• [The task]
A word-for-word repetition of all the entries is needed.

• [Data to examine]
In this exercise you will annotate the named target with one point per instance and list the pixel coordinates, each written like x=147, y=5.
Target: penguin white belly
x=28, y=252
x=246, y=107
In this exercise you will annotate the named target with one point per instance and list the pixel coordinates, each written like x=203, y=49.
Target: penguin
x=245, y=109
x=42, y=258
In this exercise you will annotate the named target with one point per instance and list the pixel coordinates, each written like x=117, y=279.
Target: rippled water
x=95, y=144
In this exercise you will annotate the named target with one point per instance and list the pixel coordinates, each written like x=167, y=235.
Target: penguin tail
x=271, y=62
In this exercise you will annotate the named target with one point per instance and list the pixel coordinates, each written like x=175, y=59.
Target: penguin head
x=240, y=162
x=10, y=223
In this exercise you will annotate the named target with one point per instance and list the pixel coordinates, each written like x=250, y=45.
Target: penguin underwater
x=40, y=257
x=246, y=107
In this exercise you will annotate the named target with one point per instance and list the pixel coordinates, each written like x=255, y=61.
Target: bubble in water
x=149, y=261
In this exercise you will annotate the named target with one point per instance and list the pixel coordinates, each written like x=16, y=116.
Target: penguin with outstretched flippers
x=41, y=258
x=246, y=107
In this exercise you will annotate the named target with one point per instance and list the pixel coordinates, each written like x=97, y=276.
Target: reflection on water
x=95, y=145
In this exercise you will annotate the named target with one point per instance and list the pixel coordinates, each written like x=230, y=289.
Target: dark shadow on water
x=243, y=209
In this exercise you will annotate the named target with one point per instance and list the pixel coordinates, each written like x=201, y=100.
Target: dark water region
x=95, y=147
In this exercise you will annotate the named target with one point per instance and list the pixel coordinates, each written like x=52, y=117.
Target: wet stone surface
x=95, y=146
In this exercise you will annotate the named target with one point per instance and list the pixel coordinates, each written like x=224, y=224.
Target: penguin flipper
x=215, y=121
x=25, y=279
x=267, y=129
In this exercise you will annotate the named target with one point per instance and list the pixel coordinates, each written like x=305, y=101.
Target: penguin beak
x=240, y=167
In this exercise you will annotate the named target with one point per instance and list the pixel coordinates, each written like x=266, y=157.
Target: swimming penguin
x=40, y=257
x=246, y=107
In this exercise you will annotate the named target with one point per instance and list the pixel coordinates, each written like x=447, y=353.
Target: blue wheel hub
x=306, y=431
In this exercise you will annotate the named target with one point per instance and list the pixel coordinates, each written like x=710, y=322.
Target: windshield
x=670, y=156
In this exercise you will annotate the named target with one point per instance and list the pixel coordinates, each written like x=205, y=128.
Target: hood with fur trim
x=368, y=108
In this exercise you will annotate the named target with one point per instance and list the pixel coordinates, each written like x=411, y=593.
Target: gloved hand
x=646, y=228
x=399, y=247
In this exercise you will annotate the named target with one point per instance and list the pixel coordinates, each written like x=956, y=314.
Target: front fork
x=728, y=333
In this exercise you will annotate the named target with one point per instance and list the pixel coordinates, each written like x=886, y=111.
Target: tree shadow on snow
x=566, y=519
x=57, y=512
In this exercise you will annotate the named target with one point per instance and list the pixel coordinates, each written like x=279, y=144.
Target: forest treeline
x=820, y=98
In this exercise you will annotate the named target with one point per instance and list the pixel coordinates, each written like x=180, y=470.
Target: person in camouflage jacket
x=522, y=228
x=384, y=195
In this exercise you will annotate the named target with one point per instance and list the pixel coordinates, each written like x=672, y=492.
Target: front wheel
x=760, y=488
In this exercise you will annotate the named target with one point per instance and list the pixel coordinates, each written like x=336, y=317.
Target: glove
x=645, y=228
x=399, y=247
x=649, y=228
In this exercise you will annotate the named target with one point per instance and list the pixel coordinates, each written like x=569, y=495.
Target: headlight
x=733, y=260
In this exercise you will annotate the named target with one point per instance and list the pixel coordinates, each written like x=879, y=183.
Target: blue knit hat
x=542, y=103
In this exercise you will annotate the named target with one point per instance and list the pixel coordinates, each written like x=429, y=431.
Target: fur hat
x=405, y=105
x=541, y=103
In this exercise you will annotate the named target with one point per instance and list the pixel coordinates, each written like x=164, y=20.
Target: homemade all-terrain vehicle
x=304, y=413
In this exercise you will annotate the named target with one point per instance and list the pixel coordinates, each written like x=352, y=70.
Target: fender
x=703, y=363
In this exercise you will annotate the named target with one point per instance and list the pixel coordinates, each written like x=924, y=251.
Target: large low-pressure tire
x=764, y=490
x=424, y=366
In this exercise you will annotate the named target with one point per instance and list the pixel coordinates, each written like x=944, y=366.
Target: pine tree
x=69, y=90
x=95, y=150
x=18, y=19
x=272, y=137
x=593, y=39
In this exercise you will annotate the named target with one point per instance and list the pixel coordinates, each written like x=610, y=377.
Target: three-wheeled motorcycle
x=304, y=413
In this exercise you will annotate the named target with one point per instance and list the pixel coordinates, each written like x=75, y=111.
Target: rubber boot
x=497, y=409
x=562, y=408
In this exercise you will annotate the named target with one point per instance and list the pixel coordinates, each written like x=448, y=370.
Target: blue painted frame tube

• [Your solution]
In this exercise you will annotate the named target with one point per instance and list the pixel coordinates, each written like x=147, y=5.
Target: penguin white belly
x=28, y=252
x=246, y=107
In this exercise you will annotate the named target with one point per instance and list the pixel coordinates, each written like x=203, y=49.
Target: penguin
x=245, y=109
x=42, y=258
In this exercise you will annotate the named target with one point per instance and list the pixel coordinates, each written like x=117, y=279.
Target: rippled water
x=95, y=144
In this exercise you will annotate the named target with one point per instance and list the pixel coordinates, each written like x=167, y=235.
Target: penguin tail
x=271, y=62
In this exercise you will annotate the named target with one point per instance and list the pixel coordinates, each written like x=175, y=59.
Target: penguin head
x=240, y=162
x=10, y=223
In this exercise you will annotate the named target with one point per instance and list the pixel coordinates, each written like x=250, y=45.
Target: penguin underwater
x=40, y=257
x=246, y=107
In this exercise you will annotate the named target with one point per instance and list the pixel coordinates, each written like x=255, y=61.
Target: bubble in water
x=149, y=261
In this exercise you will annotate the named target with one point per instance and list the pixel coordinates, each written like x=16, y=116.
Target: penguin with outstretched flippers
x=41, y=258
x=246, y=107
In this exercise you will annotate the named target with one point per instance and list the pixel coordinates, each written like x=97, y=276.
Target: reflection on water
x=95, y=145
In this exercise you will annotate the named target with one point per instance and list the pixel coordinates, each written like x=230, y=289.
Target: dark shadow on water
x=243, y=209
In this exercise you will annotate the named target with one point per instance and list the pixel coordinates, each written like x=201, y=100.
Target: dark water region
x=95, y=147
In this exercise you will annotate the named target with one point per instance and list the pixel coordinates, each written like x=52, y=117.
Target: wet stone surface
x=95, y=146
In this exercise you will annotate the named target with one point per instance and list the pixel coordinates, each written like x=224, y=224.
Target: penguin flipper
x=215, y=121
x=25, y=279
x=267, y=129
In this exercise you will annotate the named target with one point per instance and list the pixel coordinates, each written like x=305, y=101.
Target: penguin beak
x=240, y=167
In this exercise you will annotate the named target with one point per instance and list the pixel coordinates, each written like x=266, y=157.
Target: swimming penguin
x=40, y=257
x=246, y=107
In this exercise you will annotate the named target with one point per instance and list the pixel coordinates, each written like x=447, y=353.
Target: blue wheel hub
x=306, y=431
In this exercise you will annotate the named target with one point per instance and list the pixel coordinates, each written like x=710, y=322.
Target: windshield
x=670, y=156
In this exercise you will annotate the named target with one point per instance and list the pixel coordinates, each written like x=205, y=128.
Target: hood with fur trim
x=368, y=108
In this exercise you will annotate the named target with one point per instance and list the pixel coordinates, each written like x=411, y=593.
Target: gloved hand
x=646, y=228
x=399, y=247
In this exercise you will annotate the named target with one point per instance and list the pixel coordinates, each written like x=956, y=314.
Target: front fork
x=728, y=333
In this exercise you will annotate the named target with one point per instance and list the pixel coordinates, each written like x=886, y=111.
Target: tree shadow on snow
x=566, y=519
x=57, y=512
In this exercise you will annotate the named target with one point per instance and list the pixel coordinates, each written like x=279, y=144.
Target: forest treeline
x=820, y=98
In this exercise you will annotate the named target with one point per instance and list the pixel coordinates, each written like x=180, y=470.
Target: person in camouflage jacket
x=522, y=228
x=384, y=195
In this exercise you will annotate the named target with one point per instance and list the pixel coordinates, each written like x=672, y=492.
Target: front wheel
x=760, y=488
In this exercise you will annotate the named target with one point per instance and list the pixel coordinates, each written like x=336, y=317.
Target: glove
x=645, y=228
x=399, y=247
x=649, y=228
In this exercise you will annotate the named target with one point per instance and list the pixel coordinates, each written like x=569, y=495.
Target: headlight
x=733, y=260
In this exercise you will annotate the named target with one point per instance and list the pixel coordinates, each written like x=879, y=183.
Target: blue knit hat
x=542, y=103
In this exercise you will annotate the named target with one point per instance and list the pixel coordinates, each written like x=429, y=431.
Target: fur hat
x=405, y=105
x=541, y=103
In this exercise you will annotate the named target with one point per instance and list the pixel coordinates, each written like x=164, y=20.
Target: homemade all-terrain vehicle
x=304, y=413
In this exercise you will annotate the named target with one point per instance and list the pixel coordinates, each written like x=352, y=70.
Target: fender
x=703, y=363
In this exercise you will annotate the named target with one point per instance and list the pixel coordinates, each written like x=924, y=251.
Target: large low-pressure tire
x=764, y=490
x=424, y=366
In this exercise you will annotate the named target with one point per instance and list the pixel coordinates, each written like x=944, y=366.
Target: pine tree
x=69, y=90
x=95, y=150
x=18, y=19
x=272, y=137
x=593, y=39
In this exercise you will annotate the named target with one point per instance and list the pixel coordinates, each written like x=610, y=377.
Target: three-wheeled motorcycle
x=304, y=413
In this exercise you will annotate the named target with one point per instance and list the pixel coordinates, each written like x=75, y=111.
Target: rubber boot
x=497, y=409
x=562, y=408
In this exercise you will annotate the named target with one point per instance and list the pixel coordinates, each written like x=448, y=370.
Target: blue painted frame tube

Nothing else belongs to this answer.